Top of Document extract

- Born: 1 September 1934 Amsterdam, Netherlands
- Died: 31 January 1996 (aged 61) Leiden, Netherlands
- Occupation: Archaeologist

Academic background
- Education: University of Amsterdam (BA; MA, 1962); Institute of Archaeology (PhD, 1969);
- Thesis: Archaeological Evidence for Maritime Trade in the Persian Gulf in the Third Millennium BC (1969)
- Doctoral advisor: Seton Lloyd

Academic work
- Discipline: Archaeology
- Sub-discipline: Near Eastern archaeology; South Asian archaeology;
- Institutions: Leiden University

= E. C. L. During Caspers =

Dutch archaeologist

Elisabeth Christina Louisa During Caspers (1 September 1934 – 31 January 1996), known familiarly as Inez During Caspers, was a Dutch archaeologist.

Bottom of Document extract
Top of Stored data

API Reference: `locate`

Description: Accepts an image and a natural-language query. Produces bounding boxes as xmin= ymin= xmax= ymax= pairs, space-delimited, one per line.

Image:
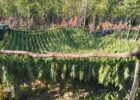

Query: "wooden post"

xmin=129 ymin=50 xmax=140 ymax=100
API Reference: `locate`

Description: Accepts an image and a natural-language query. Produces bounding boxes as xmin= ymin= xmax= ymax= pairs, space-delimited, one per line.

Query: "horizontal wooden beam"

xmin=0 ymin=50 xmax=138 ymax=58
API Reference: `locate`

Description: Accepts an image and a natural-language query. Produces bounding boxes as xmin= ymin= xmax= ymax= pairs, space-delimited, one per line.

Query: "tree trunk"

xmin=129 ymin=58 xmax=140 ymax=100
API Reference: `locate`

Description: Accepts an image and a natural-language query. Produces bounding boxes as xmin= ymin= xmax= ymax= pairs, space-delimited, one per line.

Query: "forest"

xmin=0 ymin=0 xmax=140 ymax=100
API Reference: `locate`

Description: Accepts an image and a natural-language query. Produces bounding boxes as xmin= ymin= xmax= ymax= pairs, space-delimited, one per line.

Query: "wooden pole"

xmin=129 ymin=49 xmax=140 ymax=100
xmin=129 ymin=59 xmax=140 ymax=100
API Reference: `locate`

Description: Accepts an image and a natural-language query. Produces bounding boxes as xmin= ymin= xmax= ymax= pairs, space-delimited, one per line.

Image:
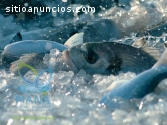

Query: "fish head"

xmin=63 ymin=42 xmax=120 ymax=74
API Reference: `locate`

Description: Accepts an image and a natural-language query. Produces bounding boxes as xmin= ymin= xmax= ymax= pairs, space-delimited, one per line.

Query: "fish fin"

xmin=153 ymin=49 xmax=167 ymax=68
xmin=9 ymin=53 xmax=45 ymax=75
xmin=106 ymin=80 xmax=128 ymax=91
xmin=142 ymin=47 xmax=161 ymax=60
xmin=132 ymin=38 xmax=146 ymax=48
xmin=64 ymin=32 xmax=84 ymax=48
xmin=164 ymin=42 xmax=167 ymax=48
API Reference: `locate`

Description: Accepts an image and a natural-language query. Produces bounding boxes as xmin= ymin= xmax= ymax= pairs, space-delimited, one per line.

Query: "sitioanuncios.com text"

xmin=5 ymin=5 xmax=95 ymax=13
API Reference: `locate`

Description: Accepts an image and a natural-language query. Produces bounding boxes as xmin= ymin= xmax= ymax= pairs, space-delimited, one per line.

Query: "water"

xmin=0 ymin=0 xmax=167 ymax=125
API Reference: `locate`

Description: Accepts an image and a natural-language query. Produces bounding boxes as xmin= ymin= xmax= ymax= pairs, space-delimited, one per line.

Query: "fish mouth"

xmin=62 ymin=50 xmax=78 ymax=72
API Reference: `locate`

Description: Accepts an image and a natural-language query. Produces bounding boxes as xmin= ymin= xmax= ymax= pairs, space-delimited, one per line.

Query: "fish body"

xmin=101 ymin=50 xmax=167 ymax=110
xmin=2 ymin=40 xmax=67 ymax=64
xmin=63 ymin=42 xmax=157 ymax=74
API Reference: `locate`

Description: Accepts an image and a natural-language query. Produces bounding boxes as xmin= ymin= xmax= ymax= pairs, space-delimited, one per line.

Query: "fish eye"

xmin=83 ymin=51 xmax=99 ymax=64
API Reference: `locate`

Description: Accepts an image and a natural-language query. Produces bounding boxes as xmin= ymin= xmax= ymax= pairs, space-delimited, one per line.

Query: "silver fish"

xmin=62 ymin=42 xmax=157 ymax=74
xmin=101 ymin=49 xmax=167 ymax=110
xmin=2 ymin=40 xmax=67 ymax=65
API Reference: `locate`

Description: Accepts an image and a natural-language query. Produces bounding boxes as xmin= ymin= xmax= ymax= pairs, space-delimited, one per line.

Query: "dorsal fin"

xmin=106 ymin=80 xmax=128 ymax=91
xmin=142 ymin=47 xmax=161 ymax=60
xmin=64 ymin=32 xmax=84 ymax=48
xmin=132 ymin=38 xmax=146 ymax=48
xmin=153 ymin=49 xmax=167 ymax=68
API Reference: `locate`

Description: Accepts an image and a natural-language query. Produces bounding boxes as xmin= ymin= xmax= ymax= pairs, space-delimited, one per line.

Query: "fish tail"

xmin=153 ymin=49 xmax=167 ymax=68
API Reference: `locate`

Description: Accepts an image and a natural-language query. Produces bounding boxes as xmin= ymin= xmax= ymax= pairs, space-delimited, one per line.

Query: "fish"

xmin=100 ymin=49 xmax=167 ymax=111
xmin=2 ymin=40 xmax=67 ymax=65
xmin=62 ymin=42 xmax=159 ymax=75
xmin=1 ymin=32 xmax=83 ymax=75
xmin=3 ymin=33 xmax=160 ymax=75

Bottom of Stored data

Tasks to carry out
1/ In the biographical text on E. C. L. During Caspers, who was her doctoral advisor?
2/ Decide whether each statement agrees with the biographical text on E. C. L. During Caspers, and quote the words that settle it: (a) She died in Amsterdam. (b) She received her PhD from the Institute of Archaeology in 1969. (c) She was known familiarly as Inez.
3/ Carry on the biographical text on E. C. L. During Caspers from the point where it stops.

Exercise responses
1/ Seton Lloyd

2/
(a) No: "Died: 31 January 1996 (aged 61) Leiden, Netherlands"
(b) Yes: "Institute of Archaeology (PhD, 1969)"
(c) Yes: "known familiarly as Inez During Caspers"

3/
== Education and career ==
During Caspers was born in Amsterdam in 1934. She studied both Mesopotamian and South Asian archaeology at the University of Amsterdam, graduating with an MA in Sumerian and prehistoric archaeology in 1962. She then went on to the Institute of Archaeology in London, where she completed her PhD in 1969. Her thesis, supervised by Seton Lloyd, was on maritime trade between Mesopotamia and the Indus Valley in prehistory.

In 1973, after spending several years working in the manuscript room of the University of Amsterdam library, During Caspers was appointed a lecturer at the Kern Institute of Indology at Leiden University. She remained at Leiden for the remainder of her career, taking a position at its newly-founded department of archaeology in 1986. She was the editor of the Annual Bibliography of Indian Archaeology (ABIA) for the years 1967–1969 and 1970–1972.

Suffering from cancer in her later years, During Caspers took early retirement in 1995. She began working on deciphering the Indus script, but the project she assembled was cut short by her death from heart failure in 1996.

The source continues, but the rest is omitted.